PREMIER FOODS (PTY) LTD (NELSPRUIT) v COMMISSION FOR CONCILIATION, MEDIATION AND ARBITRATION and GLEN CORMACK N.O. and MAROPENG STEWARD LEKOKOTLA (case no: JR 2103 / 12) (8 November 2016), before Snyman, AJ.

 

“The LRA permits councils and the CCMA to arbitrate disputes immediately if conciliation fails. The process of ‘con-arb’ collapses the normal two-phase process of conciliation meeting, followed by arbitration on a later date. This expedited procedure has potential dangers. For one, the same commissioner must necessarily act as both conciliator and arbitrator, meaning that, when acting in the latter capacity, he or she may have been privy to compromising information received when acting in the former capacity. This may render the process subject to review.”

 

[See Dr John Grogan, ‘Labour Litigation and Dispute Resolution’ Juta, 2014 ed. at 158].

- _Written instruction 1_
List every party named in the case caption at the top of the con-arb excerpt.
- _Written instruction 2_
Summarize the con-arb excerpt in two sentences.
- _Written instruction 3_
According to the con-arb excerpt, why may the con-arb process be subject to review?
The listing that comes next is separate material from the con-arb excerpt.

- _Supplied records_

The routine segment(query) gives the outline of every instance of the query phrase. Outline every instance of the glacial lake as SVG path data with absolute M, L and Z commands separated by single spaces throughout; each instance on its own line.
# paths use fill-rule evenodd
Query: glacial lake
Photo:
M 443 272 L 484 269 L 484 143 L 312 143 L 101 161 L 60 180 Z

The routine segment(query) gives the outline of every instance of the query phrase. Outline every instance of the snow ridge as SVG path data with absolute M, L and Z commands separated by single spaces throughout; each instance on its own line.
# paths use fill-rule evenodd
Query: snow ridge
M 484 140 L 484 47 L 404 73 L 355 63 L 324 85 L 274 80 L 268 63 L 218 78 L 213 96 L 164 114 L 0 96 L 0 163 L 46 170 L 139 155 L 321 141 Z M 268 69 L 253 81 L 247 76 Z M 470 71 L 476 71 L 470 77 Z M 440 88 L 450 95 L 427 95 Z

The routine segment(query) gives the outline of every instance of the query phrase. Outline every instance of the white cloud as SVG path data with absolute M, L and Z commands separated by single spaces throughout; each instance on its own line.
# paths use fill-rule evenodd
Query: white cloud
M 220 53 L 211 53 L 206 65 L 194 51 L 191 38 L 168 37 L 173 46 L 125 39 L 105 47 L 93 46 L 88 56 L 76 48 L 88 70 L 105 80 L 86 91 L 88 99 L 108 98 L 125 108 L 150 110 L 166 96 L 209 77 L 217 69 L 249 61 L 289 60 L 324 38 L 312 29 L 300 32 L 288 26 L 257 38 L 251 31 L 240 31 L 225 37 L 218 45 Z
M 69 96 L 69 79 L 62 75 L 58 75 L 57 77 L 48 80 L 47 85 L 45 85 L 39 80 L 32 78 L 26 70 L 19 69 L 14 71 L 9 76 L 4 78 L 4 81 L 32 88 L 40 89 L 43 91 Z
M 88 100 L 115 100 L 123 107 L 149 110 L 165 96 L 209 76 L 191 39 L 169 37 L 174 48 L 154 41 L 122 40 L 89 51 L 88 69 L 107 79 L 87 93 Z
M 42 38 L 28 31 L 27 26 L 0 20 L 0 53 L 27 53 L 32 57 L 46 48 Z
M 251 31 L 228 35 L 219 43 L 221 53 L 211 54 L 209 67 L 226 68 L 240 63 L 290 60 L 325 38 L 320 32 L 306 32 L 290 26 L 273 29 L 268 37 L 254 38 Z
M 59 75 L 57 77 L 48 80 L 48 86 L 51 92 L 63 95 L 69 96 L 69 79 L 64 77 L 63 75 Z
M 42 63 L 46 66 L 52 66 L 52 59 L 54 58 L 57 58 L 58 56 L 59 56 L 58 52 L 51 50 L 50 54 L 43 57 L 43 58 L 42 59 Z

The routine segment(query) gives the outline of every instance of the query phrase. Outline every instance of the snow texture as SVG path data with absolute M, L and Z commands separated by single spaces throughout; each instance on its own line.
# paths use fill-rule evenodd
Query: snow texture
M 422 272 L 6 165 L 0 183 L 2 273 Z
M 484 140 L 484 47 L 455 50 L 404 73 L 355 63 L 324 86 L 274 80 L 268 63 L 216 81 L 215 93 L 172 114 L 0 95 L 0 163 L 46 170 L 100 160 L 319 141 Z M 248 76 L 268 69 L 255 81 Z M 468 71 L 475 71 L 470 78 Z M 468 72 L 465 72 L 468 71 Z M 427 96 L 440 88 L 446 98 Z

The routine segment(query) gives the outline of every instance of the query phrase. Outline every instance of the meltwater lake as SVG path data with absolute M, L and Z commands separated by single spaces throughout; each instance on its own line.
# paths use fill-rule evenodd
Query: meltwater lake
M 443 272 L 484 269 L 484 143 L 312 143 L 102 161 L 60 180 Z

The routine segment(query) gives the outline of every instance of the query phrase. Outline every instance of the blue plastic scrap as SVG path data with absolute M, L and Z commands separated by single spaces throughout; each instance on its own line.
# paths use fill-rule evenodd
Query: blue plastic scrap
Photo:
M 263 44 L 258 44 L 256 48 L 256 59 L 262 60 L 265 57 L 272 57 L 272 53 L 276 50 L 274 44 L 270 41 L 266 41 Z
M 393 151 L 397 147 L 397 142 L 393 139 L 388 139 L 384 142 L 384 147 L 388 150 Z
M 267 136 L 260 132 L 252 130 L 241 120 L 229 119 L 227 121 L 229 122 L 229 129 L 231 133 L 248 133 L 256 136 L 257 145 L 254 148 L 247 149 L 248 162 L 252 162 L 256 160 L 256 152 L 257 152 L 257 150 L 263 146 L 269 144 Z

- _Worked solution 1_
- Premier Foods (Pty) Ltd (Nelspruit)
- Commission for Conciliation, Mediation and Arbitration
- Glen Cormack N.O.
- Maropeng Steward Lekokotla

- _Worked solution 2_
The LRA lets councils and the CCMA arbitrate a dispute immediately when conciliation fails, a process called con-arb that collapses the normal two-phase process into one. This expedited procedure has potential dangers because the same commissioner acts as both conciliator and arbitrator and may have received compromising information, which may render the process subject to review.

- _Worked solution 3_
The same commissioner must act as both conciliator and arbitrator. When arbitrating, he or she may have been privy to compromising information received while acting as conciliator.